◆ **Given instruction 1**: Set down again, unchanged, the lines of the listing that run between the line holding "Task: where can the cerulean" and the line holding "x=159, y=37", inclusive.

# Lakers @ Celtics



## King Sancho Fantastic (Jul 19, 2005)

Fuck team tank tonight!! It's the Celtics!! Win this fucking ballgame!!


----------



## Basel (Mar 31, 2005)

King Sancho Fantastic said:


> Fuck team tank tonight!! It's the Celtics!! Win this fucking ballgame!!



Beat them one last time in Boston, Kobe.


----------



## Basel (Mar 31, 2005)

Boston fans cheered him during intros and are booing him every time he touches the ball now. I love it.


----------



## Basel (Mar 31, 2005)

Good ball movement early.


----------



## Basel (Mar 31, 2005)

Two fouls on Kobe but he stays in the game. Has started 0/5.


----------



## Basel (Mar 31, 2005)

27-24 Boston after one.


----------



## Basel (Mar 31, 2005)

D'Angelo with 8 straight points.


----------



## Basel (Mar 31, 2005)

Kobe can't score. Still 0 points. Man, really wanted him to light it up tonight.


----------



## King Sancho Fantastic (Jul 19, 2005)

Young fellas doing work so far. Good 1st half.


----------



## Basel (Mar 31, 2005)

Really like the way Nance has been playing lately. His mid range game has been very effective.


----------



## Basel (Mar 31, 2005)

Clarkson ballin'. Lakers up 9.


----------



## Basel (Mar 31, 2005)

Marcus Smart just had a sick putback dunk over Randle. 

Then Russell comes down and a hits a three to end the quarter. Fun sequence there. 

Lakers lead 89-78.


----------



## MojoPin (Oct 10, 2008)

Smart kinda turned out to be a turd. Thought he would at least be an inefficient high volume scorer in the NBA.


----------



## Basel (Mar 31, 2005)

Randle with a double-double.


----------



## Basel (Mar 31, 2005)

Ugh, lead down to 6.


----------



## MojoPin (Oct 10, 2008)

This would be a good learning experience for the rooks. See if they can fight and hold on to it.


----------



## Basel (Mar 31, 2005)

7-2 run for the Lakers out of the timeout. 5 by Kobe. 

Evan Turner has been hurting us.


----------



## Basel (Mar 31, 2005)

Thank you, JC.


----------



## JT (Mar 1, 2004)

◆ **Given instruction 2**: Resume the forum thread on the Lakers–Celtics game from the point where it stops.

◆ **Source material**:
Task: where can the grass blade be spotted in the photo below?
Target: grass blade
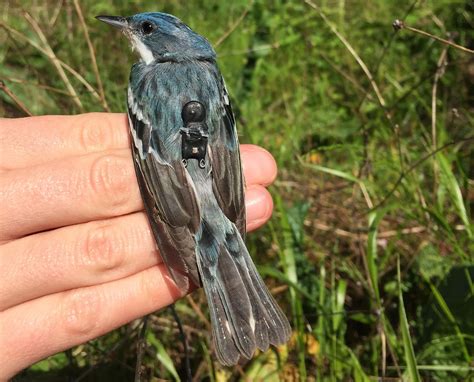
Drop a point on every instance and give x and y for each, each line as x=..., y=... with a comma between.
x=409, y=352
==
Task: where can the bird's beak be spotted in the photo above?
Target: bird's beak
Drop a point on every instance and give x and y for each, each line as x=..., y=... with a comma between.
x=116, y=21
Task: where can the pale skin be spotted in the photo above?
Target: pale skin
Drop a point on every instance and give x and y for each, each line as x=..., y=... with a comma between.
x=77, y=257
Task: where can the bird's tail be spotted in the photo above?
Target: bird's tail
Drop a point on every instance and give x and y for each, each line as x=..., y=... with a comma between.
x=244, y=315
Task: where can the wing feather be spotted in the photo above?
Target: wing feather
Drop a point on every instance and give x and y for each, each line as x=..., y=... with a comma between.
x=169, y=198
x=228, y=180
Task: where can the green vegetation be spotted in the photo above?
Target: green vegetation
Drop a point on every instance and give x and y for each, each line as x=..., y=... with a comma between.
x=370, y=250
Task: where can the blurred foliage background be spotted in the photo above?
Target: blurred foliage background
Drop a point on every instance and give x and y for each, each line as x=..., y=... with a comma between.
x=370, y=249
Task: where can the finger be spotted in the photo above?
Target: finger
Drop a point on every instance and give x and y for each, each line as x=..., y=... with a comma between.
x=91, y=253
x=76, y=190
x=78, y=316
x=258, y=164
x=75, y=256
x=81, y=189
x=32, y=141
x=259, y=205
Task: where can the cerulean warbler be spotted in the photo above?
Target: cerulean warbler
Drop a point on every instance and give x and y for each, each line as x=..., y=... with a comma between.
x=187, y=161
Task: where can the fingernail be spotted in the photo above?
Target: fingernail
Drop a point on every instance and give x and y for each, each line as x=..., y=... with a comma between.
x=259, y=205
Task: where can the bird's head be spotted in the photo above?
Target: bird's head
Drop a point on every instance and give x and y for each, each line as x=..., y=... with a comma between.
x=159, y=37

◆ **Task output 1**:
Task: where can the cerulean warbler be spotted in the photo above?
Target: cerulean warbler
Drop a point on every instance and give x and y for each, each line as x=..., y=... with a comma between.
x=187, y=161
Task: where can the fingernail be spotted in the photo above?
Target: fingernail
Drop a point on every instance and give x and y for each, each line as x=..., y=... with a comma between.
x=259, y=205
Task: where can the bird's head be spotted in the photo above?
Target: bird's head
Drop a point on every instance and give x and y for each, each line as x=..., y=... with a comma between.
x=159, y=37

◆ **Task output 2**:
lol nice one by Clarkson. he's feeling the intensity for sure.


----------



## Basel (Mar 31, 2005)

Clarkson giveth. Clarkson taketh away.


----------



## Basel (Mar 31, 2005)

KOBE!


----------



## JT (Mar 1, 2004)

they call him the MAMBA


----------



## JT (Mar 1, 2004)

man what a competitive game. the Celtics have the best back-court defense in the NBA.


----------



## Basel (Mar 31, 2005)

Kobe chants ringing throughout the arena. Gotta love it.


----------



## Basel (Mar 31, 2005)

Kobe's shoulder bothering him.


----------



## Basel (Mar 31, 2005)

Lakers win! Fuck Boston!


----------



## Basel (Mar 31, 2005)

Going to miss watching Kobe play on the parquet floor.


----------



## King Sancho Fantastic (Jul 19, 2005)

HAHA!! LAKERS WIN!!!! FUCK BOSTON!!!


----------



## King Sancho Fantastic (Jul 19, 2005)

James Worthy postgame 

"HAHA!! YEAHH!!! GET THAT CELTIC ASS!!" 

:laugh:


----------



## Basel (Mar 31, 2005)

Worthy is a riot on the post game shows.


----------



## Uncle Drew (Dec 16, 2013)

Kobe getting all nostalgic about Boston and their fans. Good for him.

I still say fuck Boston. I hope they lose every game. Good win tonight.


----------



## DaRizzle (May 22, 2007)

Today was a good day!


----------



## DaRizzle (May 22, 2007)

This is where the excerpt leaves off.